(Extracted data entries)
:::
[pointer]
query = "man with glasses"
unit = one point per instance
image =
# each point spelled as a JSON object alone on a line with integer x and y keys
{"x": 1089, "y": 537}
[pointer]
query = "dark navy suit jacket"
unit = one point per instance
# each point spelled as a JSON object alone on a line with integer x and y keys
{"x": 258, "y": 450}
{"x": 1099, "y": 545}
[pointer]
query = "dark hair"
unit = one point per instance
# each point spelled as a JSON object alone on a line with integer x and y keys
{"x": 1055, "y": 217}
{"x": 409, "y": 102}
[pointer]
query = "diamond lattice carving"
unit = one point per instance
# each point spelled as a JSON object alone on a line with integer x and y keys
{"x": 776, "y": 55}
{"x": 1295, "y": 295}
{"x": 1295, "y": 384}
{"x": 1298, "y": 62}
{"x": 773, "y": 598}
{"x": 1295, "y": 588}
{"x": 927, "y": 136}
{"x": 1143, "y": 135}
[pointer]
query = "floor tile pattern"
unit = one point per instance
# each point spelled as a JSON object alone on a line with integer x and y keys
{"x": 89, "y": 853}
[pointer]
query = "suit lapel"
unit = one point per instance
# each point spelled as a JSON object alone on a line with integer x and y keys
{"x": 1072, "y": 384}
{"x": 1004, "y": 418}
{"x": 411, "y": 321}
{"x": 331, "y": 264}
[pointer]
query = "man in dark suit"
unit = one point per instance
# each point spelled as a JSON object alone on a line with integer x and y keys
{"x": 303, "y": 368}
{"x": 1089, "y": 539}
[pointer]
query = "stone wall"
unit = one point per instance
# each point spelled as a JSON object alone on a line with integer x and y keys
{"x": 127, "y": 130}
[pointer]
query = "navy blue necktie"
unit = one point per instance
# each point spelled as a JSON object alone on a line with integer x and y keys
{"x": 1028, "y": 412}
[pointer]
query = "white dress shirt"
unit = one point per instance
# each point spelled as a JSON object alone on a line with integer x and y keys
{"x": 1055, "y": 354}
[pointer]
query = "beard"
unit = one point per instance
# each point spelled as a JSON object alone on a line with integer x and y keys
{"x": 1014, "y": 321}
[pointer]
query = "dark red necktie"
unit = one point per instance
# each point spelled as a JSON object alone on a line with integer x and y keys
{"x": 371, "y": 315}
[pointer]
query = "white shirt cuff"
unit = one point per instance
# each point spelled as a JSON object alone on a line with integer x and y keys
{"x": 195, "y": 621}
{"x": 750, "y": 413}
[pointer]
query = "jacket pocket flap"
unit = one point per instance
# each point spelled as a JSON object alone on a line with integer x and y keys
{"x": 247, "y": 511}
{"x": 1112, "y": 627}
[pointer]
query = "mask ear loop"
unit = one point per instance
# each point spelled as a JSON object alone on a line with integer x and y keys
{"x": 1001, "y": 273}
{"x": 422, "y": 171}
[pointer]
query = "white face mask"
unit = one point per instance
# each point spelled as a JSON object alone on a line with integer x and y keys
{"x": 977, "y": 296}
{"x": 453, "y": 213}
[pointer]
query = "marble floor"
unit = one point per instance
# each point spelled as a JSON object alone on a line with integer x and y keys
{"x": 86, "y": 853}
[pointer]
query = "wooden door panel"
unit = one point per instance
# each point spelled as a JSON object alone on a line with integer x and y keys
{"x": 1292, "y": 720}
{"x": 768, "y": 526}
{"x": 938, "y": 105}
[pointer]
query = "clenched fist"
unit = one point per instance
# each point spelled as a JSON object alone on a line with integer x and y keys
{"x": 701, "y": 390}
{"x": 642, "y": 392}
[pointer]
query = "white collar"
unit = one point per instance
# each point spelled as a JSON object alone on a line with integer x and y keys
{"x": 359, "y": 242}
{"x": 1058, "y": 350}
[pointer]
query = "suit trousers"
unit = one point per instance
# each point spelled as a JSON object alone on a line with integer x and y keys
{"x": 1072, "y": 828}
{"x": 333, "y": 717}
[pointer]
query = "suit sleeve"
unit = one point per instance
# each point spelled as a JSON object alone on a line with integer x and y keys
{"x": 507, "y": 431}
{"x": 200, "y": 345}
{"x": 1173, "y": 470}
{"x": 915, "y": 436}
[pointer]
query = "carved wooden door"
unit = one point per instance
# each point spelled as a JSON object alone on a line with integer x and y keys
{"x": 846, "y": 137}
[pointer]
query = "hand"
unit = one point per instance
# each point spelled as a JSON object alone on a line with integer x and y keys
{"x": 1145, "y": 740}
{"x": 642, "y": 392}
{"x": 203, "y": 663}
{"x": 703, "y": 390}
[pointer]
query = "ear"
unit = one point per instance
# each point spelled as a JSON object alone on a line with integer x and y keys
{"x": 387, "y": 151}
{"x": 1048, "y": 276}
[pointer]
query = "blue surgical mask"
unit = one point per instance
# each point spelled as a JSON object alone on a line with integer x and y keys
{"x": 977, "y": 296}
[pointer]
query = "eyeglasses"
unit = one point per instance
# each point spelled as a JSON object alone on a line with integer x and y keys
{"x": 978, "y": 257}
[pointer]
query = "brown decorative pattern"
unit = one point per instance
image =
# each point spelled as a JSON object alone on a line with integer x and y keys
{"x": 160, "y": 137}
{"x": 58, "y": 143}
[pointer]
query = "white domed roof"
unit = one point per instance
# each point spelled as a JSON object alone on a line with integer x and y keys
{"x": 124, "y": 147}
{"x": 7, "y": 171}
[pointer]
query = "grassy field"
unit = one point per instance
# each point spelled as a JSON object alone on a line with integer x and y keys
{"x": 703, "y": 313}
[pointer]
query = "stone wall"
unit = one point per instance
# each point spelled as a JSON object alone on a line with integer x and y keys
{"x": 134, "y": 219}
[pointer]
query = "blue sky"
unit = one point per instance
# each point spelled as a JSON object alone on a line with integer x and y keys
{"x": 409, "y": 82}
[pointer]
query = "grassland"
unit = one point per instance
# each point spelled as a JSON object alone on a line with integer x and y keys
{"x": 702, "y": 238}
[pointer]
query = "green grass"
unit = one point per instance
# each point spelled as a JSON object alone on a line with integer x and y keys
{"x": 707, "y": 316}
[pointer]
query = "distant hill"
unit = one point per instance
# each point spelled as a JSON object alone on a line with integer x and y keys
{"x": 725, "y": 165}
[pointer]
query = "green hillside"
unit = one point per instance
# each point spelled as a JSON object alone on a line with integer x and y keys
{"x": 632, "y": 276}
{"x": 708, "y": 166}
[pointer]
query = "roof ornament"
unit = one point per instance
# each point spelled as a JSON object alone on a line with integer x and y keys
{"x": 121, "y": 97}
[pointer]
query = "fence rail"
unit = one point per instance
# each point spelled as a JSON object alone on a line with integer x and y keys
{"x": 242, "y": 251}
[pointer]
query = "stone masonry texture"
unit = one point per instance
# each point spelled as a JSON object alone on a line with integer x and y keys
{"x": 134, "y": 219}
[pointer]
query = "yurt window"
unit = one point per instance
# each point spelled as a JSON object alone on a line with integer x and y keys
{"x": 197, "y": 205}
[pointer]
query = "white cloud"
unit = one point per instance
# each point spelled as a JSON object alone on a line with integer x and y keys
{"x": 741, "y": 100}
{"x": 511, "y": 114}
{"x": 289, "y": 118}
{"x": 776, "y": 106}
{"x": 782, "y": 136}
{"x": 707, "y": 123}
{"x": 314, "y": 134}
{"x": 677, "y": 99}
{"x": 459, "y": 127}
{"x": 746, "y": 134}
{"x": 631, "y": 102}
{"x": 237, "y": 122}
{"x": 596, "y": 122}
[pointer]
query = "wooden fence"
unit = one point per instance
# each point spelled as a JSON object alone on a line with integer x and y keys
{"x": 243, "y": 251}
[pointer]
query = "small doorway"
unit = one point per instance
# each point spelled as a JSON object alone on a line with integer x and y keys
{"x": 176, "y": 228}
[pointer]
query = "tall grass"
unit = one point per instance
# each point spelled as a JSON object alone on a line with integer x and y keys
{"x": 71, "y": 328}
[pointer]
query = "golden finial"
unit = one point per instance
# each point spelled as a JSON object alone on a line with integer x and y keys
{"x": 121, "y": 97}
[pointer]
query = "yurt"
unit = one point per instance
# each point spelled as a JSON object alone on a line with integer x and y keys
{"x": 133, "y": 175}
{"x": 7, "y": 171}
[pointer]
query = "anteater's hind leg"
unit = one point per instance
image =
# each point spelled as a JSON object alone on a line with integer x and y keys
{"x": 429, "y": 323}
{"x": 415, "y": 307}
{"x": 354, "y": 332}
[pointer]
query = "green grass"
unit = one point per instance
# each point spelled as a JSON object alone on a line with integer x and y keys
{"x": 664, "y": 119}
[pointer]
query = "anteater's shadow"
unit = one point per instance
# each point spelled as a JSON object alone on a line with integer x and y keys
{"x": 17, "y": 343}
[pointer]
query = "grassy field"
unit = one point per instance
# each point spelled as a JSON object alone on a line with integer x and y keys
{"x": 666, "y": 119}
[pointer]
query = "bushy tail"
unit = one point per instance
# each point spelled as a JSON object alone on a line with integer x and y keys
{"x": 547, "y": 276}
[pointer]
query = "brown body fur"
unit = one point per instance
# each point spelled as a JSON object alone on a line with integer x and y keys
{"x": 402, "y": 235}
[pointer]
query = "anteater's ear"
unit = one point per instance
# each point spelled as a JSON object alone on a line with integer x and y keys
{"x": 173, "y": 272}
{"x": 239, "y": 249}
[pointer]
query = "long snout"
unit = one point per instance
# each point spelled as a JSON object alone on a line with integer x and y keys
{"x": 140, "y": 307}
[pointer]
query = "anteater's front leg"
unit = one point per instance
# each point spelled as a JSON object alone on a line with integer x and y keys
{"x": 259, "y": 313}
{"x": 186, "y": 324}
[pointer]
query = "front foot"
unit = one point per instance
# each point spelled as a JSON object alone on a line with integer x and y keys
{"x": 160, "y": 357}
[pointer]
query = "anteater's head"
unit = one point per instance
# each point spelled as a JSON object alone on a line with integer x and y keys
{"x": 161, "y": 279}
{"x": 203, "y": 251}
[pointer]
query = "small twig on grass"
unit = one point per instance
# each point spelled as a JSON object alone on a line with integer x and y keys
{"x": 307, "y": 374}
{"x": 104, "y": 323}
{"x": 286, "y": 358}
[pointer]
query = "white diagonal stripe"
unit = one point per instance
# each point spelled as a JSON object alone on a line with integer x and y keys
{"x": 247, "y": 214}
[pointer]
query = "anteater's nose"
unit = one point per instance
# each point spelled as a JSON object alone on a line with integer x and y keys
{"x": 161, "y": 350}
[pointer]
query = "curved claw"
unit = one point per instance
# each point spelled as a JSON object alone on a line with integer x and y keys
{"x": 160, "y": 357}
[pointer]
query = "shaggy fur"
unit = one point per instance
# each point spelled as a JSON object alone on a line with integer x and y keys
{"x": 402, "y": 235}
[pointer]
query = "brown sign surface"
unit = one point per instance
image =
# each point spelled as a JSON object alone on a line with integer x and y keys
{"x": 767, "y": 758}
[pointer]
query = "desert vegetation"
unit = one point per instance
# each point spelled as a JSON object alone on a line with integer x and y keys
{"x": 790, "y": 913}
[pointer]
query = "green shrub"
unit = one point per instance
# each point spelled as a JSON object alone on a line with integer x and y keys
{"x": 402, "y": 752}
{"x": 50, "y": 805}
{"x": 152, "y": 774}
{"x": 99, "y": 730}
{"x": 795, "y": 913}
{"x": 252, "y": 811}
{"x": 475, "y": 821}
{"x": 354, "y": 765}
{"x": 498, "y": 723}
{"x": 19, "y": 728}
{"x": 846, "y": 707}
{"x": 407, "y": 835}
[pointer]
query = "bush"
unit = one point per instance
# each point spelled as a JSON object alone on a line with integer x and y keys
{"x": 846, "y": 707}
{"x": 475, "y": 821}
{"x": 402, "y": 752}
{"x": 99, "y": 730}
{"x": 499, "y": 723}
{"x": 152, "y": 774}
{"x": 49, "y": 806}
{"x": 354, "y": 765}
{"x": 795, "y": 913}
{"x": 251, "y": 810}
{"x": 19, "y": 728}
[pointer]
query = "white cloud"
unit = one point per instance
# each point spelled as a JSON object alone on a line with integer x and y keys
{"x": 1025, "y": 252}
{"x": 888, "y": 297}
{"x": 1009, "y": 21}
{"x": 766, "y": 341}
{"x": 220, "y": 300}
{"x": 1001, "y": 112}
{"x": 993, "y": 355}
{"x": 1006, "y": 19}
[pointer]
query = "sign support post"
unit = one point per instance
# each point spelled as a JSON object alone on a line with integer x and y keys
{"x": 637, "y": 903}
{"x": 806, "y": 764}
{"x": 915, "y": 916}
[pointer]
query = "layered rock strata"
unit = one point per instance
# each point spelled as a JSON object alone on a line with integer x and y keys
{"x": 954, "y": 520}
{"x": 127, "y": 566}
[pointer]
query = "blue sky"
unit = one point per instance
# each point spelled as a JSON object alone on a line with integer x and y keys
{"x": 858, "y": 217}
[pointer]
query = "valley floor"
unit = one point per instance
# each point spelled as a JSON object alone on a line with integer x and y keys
:::
Work to complete. Count the lines in the rows above that contain the string "sign", matching case exactly, and reply with the number alone.

The response. 2